··· Provided records

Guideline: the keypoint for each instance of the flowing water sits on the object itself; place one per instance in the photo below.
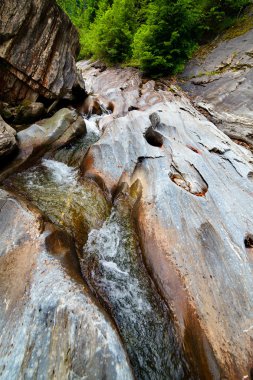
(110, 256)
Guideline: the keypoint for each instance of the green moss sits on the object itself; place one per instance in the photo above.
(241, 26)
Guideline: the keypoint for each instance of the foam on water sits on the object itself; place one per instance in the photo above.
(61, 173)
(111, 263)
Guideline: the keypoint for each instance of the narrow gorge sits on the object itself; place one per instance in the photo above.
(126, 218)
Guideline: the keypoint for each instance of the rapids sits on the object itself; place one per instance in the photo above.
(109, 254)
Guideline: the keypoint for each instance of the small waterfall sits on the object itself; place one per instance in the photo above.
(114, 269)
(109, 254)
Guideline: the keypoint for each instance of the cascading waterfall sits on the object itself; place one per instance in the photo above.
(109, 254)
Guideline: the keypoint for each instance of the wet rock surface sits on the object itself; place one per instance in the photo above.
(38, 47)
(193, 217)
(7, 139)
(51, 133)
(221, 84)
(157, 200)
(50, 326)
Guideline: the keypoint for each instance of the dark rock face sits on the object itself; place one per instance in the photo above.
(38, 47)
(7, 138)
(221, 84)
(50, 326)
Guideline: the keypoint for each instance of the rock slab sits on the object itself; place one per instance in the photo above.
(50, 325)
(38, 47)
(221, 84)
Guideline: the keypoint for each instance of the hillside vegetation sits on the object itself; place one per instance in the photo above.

······

# What to do
Swap every "keypoint" in the records above for "marker" and write all the records out again with nothing else changed. Leave the pictures out.

# The solution
Guideline: the marker for each instance of the flowing water sits on the object itself; place one per instance in the photo below.
(110, 256)
Guideline: the marker for each instance of the green moss sits on the object itself; place one per instance in the photo above.
(241, 26)
Guideline: the marker for each instance of the foam on water sits on the object itself; place one per instance in the photo above.
(61, 173)
(111, 263)
Guideline: the marker for each instance of the narrow gorge sits on the object itself; place one per instance in the photo above.
(126, 218)
Guideline: the marker for each instance of the rapids sits on the object itself; place one per instance in the photo above.
(109, 254)
Guideline: the marker for each instance of the small waterfall sits on the object itself; place one per instance in the photo above.
(114, 269)
(109, 254)
Guideline: the marker for each instance of the cascading waterfall sits on the object itself; place one per instance in the photo above.
(109, 254)
Guideline: the marker for each instance of the wet rock surface sits on the object itself; place one per instance in the photo above.
(38, 47)
(193, 217)
(7, 139)
(51, 133)
(221, 84)
(157, 200)
(50, 326)
Guideline: the marker for each instance of the dark rock face sits on the object itself; place one per instance in the photo above.
(38, 47)
(7, 138)
(221, 84)
(50, 326)
Guideline: the marker for each instance of the rock slab sits on the object itself; place one per instance in the photo above.
(50, 325)
(38, 47)
(221, 84)
Guideline: the marker for each instance of the hillside vegetation sits on the object itself; place one per instance in the photo above.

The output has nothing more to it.